• _WORK TO COMPLETE_
Only the lines that contain the string "below" belong in the answer; pull them from the records.
----------------------------------------
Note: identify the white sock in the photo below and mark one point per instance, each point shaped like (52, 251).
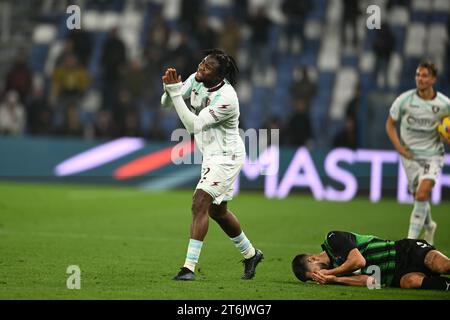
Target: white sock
(430, 226)
(417, 219)
(244, 245)
(428, 218)
(193, 253)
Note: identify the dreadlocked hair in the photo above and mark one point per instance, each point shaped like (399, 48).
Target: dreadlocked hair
(227, 65)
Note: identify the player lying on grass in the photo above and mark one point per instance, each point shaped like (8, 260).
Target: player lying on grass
(346, 259)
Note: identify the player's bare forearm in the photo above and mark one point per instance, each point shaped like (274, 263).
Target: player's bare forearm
(359, 280)
(356, 280)
(391, 131)
(444, 139)
(355, 261)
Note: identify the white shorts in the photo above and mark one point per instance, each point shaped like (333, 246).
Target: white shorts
(422, 169)
(218, 176)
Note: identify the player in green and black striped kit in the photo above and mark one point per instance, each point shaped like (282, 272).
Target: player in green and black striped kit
(347, 258)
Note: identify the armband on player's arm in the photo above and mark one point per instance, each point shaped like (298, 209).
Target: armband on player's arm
(192, 122)
(359, 280)
(166, 102)
(354, 261)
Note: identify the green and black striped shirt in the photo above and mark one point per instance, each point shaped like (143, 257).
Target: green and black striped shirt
(376, 251)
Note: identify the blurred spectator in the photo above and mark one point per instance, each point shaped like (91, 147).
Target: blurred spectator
(190, 13)
(136, 81)
(39, 115)
(183, 58)
(113, 62)
(230, 37)
(157, 45)
(74, 127)
(82, 46)
(298, 130)
(103, 125)
(204, 34)
(240, 10)
(296, 12)
(260, 25)
(448, 51)
(273, 123)
(347, 137)
(156, 132)
(19, 78)
(383, 47)
(69, 83)
(123, 111)
(303, 88)
(12, 115)
(66, 51)
(350, 18)
(351, 110)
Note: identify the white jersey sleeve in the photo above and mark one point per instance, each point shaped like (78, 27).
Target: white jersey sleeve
(220, 110)
(166, 101)
(397, 105)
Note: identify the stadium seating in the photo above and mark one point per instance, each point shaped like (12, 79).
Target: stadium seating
(419, 29)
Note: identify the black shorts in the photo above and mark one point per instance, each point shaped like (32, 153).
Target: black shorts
(410, 257)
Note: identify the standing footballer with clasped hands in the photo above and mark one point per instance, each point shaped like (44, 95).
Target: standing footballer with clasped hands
(421, 147)
(214, 122)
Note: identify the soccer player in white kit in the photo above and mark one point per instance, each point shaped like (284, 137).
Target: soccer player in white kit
(421, 146)
(214, 122)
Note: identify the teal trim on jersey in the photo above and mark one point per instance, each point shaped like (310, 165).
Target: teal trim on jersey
(402, 104)
(422, 152)
(215, 99)
(445, 102)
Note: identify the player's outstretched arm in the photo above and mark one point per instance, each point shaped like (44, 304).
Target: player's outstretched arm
(444, 139)
(355, 261)
(356, 280)
(391, 131)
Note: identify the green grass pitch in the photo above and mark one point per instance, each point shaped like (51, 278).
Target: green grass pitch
(129, 244)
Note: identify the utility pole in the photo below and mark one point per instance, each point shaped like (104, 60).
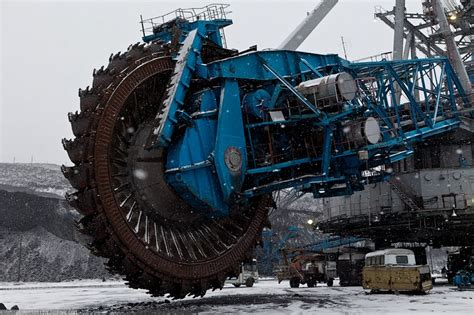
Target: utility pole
(344, 47)
(398, 39)
(20, 259)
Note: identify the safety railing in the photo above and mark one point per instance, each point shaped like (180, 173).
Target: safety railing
(209, 12)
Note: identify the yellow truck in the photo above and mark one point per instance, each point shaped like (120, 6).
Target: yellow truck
(395, 270)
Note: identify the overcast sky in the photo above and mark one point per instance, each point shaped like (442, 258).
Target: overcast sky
(49, 49)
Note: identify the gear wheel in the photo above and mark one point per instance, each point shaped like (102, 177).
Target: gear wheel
(135, 219)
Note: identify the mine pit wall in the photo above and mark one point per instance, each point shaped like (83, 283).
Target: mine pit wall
(439, 176)
(39, 241)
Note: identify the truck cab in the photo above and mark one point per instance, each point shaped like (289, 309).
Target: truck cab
(247, 275)
(395, 270)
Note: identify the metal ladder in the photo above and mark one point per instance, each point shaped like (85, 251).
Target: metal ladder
(407, 200)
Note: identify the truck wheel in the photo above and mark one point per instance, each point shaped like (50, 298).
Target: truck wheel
(294, 283)
(249, 282)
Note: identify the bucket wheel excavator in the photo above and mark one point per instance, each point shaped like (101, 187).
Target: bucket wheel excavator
(180, 143)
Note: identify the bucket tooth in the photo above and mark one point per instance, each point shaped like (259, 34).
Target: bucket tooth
(81, 122)
(83, 200)
(79, 150)
(79, 176)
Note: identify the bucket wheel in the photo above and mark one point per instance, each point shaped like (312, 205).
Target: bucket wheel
(135, 219)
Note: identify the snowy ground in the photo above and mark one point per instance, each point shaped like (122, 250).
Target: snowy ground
(265, 297)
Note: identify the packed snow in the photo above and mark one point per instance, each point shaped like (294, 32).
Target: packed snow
(266, 296)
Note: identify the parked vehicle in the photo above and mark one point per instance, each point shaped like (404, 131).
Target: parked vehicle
(395, 270)
(460, 260)
(349, 267)
(305, 267)
(247, 275)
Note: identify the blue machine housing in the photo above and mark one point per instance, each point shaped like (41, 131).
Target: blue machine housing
(240, 126)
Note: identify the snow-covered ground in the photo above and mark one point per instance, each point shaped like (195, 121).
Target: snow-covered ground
(265, 297)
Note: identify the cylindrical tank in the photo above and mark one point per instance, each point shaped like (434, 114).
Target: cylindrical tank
(334, 88)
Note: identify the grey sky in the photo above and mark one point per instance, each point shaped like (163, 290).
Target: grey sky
(48, 51)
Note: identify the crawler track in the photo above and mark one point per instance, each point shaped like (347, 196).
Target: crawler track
(149, 235)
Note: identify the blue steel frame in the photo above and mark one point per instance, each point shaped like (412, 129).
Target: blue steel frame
(430, 97)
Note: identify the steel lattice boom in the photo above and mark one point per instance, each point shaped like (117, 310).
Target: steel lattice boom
(181, 142)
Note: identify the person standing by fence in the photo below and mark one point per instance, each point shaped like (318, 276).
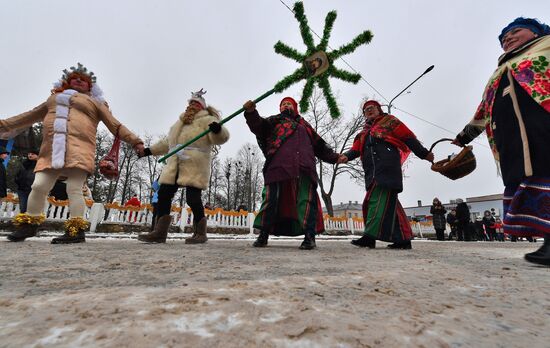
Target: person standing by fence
(24, 179)
(438, 212)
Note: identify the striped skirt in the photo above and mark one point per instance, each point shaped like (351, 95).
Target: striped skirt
(384, 217)
(290, 208)
(527, 208)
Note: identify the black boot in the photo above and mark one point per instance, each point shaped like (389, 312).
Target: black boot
(309, 241)
(69, 238)
(22, 232)
(401, 245)
(26, 226)
(541, 256)
(74, 231)
(159, 234)
(365, 242)
(261, 241)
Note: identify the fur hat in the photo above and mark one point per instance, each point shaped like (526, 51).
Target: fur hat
(198, 97)
(292, 101)
(532, 24)
(82, 72)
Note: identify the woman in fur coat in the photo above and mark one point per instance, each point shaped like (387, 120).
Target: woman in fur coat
(70, 117)
(189, 167)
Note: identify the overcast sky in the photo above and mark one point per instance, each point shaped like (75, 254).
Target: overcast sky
(149, 55)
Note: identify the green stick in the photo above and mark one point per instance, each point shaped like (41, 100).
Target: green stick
(182, 146)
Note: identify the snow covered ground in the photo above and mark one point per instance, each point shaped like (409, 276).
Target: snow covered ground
(116, 292)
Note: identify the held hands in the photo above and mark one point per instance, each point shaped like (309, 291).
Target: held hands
(139, 149)
(249, 106)
(457, 142)
(215, 127)
(342, 159)
(429, 157)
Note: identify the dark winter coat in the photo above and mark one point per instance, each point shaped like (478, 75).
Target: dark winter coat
(452, 220)
(462, 214)
(438, 216)
(295, 155)
(25, 176)
(59, 191)
(3, 180)
(382, 160)
(488, 222)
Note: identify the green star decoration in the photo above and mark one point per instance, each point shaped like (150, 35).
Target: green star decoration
(322, 79)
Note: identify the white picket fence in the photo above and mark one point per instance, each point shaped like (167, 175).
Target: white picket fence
(216, 218)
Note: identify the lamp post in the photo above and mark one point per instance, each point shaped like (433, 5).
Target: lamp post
(430, 68)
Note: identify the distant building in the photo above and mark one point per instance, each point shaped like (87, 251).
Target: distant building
(350, 209)
(477, 206)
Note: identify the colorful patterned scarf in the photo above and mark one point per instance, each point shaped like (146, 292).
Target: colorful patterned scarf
(283, 126)
(387, 128)
(531, 69)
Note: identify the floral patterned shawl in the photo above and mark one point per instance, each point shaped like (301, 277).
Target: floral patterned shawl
(389, 129)
(531, 69)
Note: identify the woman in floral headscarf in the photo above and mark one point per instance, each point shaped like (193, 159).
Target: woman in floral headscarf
(515, 113)
(383, 145)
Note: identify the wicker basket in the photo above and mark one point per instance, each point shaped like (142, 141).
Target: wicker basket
(461, 165)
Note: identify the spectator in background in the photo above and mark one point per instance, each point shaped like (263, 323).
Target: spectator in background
(499, 231)
(488, 225)
(24, 179)
(3, 184)
(154, 202)
(452, 221)
(438, 212)
(133, 202)
(463, 220)
(479, 230)
(59, 193)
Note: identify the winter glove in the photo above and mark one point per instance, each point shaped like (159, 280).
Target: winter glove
(147, 152)
(215, 127)
(249, 106)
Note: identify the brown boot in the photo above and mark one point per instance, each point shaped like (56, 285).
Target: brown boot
(74, 231)
(25, 226)
(159, 233)
(199, 233)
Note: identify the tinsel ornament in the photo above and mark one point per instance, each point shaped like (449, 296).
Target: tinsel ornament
(316, 74)
(75, 224)
(26, 219)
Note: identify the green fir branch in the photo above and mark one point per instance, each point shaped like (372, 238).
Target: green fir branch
(329, 22)
(289, 52)
(304, 27)
(361, 39)
(331, 102)
(306, 94)
(289, 80)
(343, 75)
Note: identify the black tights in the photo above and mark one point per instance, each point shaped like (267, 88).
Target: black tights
(192, 195)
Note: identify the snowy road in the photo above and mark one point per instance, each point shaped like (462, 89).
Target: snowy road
(108, 293)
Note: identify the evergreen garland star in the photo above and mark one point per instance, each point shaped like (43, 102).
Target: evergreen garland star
(321, 80)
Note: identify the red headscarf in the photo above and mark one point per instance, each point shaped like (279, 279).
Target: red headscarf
(373, 102)
(292, 101)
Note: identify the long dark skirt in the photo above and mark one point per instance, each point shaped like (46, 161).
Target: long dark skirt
(527, 208)
(290, 208)
(384, 217)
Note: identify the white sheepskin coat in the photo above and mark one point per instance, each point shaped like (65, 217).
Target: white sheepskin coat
(191, 166)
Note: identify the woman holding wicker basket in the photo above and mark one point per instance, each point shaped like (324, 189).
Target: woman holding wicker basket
(383, 145)
(515, 113)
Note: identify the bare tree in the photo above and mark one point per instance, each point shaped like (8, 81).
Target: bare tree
(339, 135)
(250, 163)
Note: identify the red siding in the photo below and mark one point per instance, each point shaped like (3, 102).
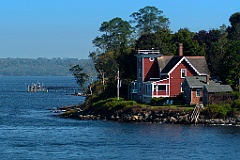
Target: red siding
(150, 69)
(176, 80)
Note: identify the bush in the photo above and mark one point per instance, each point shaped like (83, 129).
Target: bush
(112, 104)
(219, 111)
(157, 101)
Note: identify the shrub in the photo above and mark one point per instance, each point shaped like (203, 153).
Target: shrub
(236, 104)
(218, 111)
(157, 101)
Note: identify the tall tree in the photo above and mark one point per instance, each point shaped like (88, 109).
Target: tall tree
(234, 29)
(80, 76)
(191, 46)
(116, 35)
(231, 64)
(161, 40)
(149, 20)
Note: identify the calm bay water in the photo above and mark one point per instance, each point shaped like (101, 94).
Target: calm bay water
(29, 130)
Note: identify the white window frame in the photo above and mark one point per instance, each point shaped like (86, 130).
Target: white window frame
(140, 73)
(183, 71)
(198, 92)
(151, 58)
(156, 88)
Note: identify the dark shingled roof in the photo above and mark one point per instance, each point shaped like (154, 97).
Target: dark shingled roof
(218, 88)
(196, 81)
(199, 62)
(166, 63)
(200, 81)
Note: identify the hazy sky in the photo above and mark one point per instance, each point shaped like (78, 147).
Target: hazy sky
(66, 28)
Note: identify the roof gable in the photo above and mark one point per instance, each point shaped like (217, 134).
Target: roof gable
(218, 88)
(213, 86)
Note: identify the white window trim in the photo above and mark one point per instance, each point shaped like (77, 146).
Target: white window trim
(185, 71)
(140, 73)
(197, 92)
(151, 58)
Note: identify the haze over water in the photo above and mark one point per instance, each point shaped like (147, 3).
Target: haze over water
(29, 130)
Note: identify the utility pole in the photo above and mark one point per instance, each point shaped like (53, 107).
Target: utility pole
(118, 84)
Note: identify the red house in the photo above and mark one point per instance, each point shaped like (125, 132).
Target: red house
(162, 76)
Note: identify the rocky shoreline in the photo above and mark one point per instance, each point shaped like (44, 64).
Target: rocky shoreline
(135, 115)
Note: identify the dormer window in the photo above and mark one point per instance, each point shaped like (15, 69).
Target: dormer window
(151, 58)
(183, 73)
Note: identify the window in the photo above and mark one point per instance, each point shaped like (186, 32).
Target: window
(183, 73)
(181, 87)
(151, 58)
(198, 92)
(162, 88)
(148, 89)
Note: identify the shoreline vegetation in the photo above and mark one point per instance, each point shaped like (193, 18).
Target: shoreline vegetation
(130, 111)
(116, 65)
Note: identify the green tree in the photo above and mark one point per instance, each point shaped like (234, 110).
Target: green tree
(149, 20)
(231, 64)
(214, 43)
(191, 46)
(161, 40)
(116, 35)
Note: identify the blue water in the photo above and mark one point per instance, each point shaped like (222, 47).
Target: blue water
(29, 130)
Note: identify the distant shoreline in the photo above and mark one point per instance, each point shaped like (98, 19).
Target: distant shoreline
(136, 115)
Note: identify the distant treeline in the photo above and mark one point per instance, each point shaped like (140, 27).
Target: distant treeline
(39, 66)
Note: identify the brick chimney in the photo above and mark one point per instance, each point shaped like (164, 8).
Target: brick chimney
(180, 49)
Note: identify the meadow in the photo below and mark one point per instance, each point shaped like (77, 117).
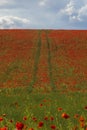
----------------------------------------
• _SOLUTION TO THIS PROBLEM_
Note: identify the white sock in the photo below and mark one point per instance, each point shaped like (52, 251).
Note: identify the utility pole in the photo below and mark one point per instance, each point shaped like (104, 60).
Note: identify the person standing by fence in the photo below and mark one point per instance, each point shaped like (318, 276).
Note: identify the red siding in the photo below and mark one point per instance, each point shaped like (3, 102).
Note: identify the meadow in the photo below and mark one point per instance, each point shaped like (77, 117).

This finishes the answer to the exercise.